### TASK STATEMENT
Copy the records below exactly as they stand. Leave out the pictures.

### MATERIALS PROVIDED
▬▬▬▬▬▬
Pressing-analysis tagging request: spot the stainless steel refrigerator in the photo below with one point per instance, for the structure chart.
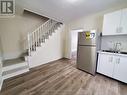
(87, 51)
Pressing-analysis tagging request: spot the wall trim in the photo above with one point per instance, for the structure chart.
(11, 55)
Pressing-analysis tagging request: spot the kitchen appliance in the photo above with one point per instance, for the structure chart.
(88, 44)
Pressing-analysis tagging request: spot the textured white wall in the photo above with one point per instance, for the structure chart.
(107, 42)
(51, 50)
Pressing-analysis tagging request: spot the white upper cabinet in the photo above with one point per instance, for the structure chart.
(115, 23)
(120, 71)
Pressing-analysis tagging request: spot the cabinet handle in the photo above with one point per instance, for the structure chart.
(110, 59)
(118, 61)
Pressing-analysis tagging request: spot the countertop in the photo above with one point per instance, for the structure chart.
(111, 53)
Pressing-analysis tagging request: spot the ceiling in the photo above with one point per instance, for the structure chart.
(68, 10)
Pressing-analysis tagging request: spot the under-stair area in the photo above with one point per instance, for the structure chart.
(31, 43)
(14, 67)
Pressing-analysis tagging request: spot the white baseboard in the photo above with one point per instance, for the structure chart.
(11, 55)
(15, 74)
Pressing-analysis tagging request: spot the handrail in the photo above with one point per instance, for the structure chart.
(34, 38)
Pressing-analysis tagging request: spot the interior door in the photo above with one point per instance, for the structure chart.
(87, 59)
(105, 64)
(123, 27)
(111, 23)
(120, 71)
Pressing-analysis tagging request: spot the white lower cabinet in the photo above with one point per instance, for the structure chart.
(105, 65)
(120, 70)
(114, 66)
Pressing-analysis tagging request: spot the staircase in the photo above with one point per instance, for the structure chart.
(36, 38)
(31, 43)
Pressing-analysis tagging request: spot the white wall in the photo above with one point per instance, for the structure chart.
(108, 41)
(51, 50)
(74, 41)
(93, 21)
(14, 29)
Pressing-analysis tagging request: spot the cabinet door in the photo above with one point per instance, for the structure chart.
(111, 23)
(105, 64)
(120, 71)
(123, 26)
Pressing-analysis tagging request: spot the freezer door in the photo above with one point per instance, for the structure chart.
(86, 59)
(84, 40)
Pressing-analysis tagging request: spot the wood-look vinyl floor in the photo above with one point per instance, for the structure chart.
(61, 78)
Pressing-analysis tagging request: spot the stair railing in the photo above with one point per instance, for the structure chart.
(35, 38)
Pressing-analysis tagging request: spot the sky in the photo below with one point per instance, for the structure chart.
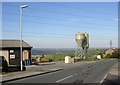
▬▬▬▬▬▬
### ANSWER FOR THIS EXERCISE
Pressing-analysis tagging request: spot the stainless steel refrigerator in the photo below with one point per instance, for the structure chart.
(87, 51)
Pressing-analysis tagging request: spot the wall trim in the photo above with one point per instance, for the structure chart.
(11, 55)
Pressing-analysis tagging request: spot the kitchen appliance in the photo above with one point per instance, for the structure chart.
(88, 44)
Pressing-analysis tagging request: spot the textured white wall in the photo above with one point per instance, for the structure chart.
(107, 42)
(51, 50)
Pressing-analysis tagging request: spot the white upper cabinet in the photo above with one point per instance, for the structure chart.
(115, 23)
(120, 71)
Pressing-analysis tagging request: spot the cabinet handle in the photo above with one point per instance, for the structure chart.
(110, 59)
(118, 61)
Pressing-analysis tagging request: spot the countertop in the photo above with one point per instance, for the structure chart.
(111, 53)
Pressing-analysis tagging request: spot the ceiling in the photo above with one point per instance, for the structure chart.
(68, 10)
Pressing-analysis tagging request: spot the under-stair area in the photo above with one point per instance, for the structure chart.
(31, 43)
(14, 67)
Pressing-analysis tagging request: spot the white baseboard in the photo above with one point per instance, for the structure chart.
(11, 55)
(15, 74)
Pressing-analysis tagging request: spot the handrail in the photo above with one point per instance, for the structure chart.
(34, 38)
Pressing-analysis tagging request: spot the interior door in the photo above with one point per instance, for the structure chart.
(87, 59)
(105, 64)
(123, 27)
(111, 23)
(120, 71)
Pressing-analysis tagging request: spot the white lower cabinet in the photo above with one point per instance, for the structure chart.
(105, 65)
(120, 70)
(114, 66)
Pressing-analysis tagging request: spot the staircase in the photo above with one point per instance, for the structure chart.
(36, 38)
(31, 43)
Pressing-analysis tagging request: spot the white wall in the photo above with one point per instance, for the structure chart.
(108, 41)
(51, 50)
(74, 41)
(93, 21)
(14, 29)
Pressing-analysis tagging request: spot the cabinet door in the photo above with one point per instance, for the structure chart.
(111, 23)
(105, 64)
(120, 71)
(123, 26)
Pressing-analysis tagging request: spot the freezer door in the photo above with one point per instance, for the structure chart.
(86, 59)
(84, 40)
Pressing-analysis tagging request: spot the wood-look vinyl floor in the photo above with one point per instance, for the structure chart.
(61, 78)
Pressing-analysis tagging request: spot the stair railing in the photo above with one point per instance, for the structure chart.
(35, 38)
Pressing-analysis tagging request: spot the sky in the photo below with one point per instance, for the structure chart.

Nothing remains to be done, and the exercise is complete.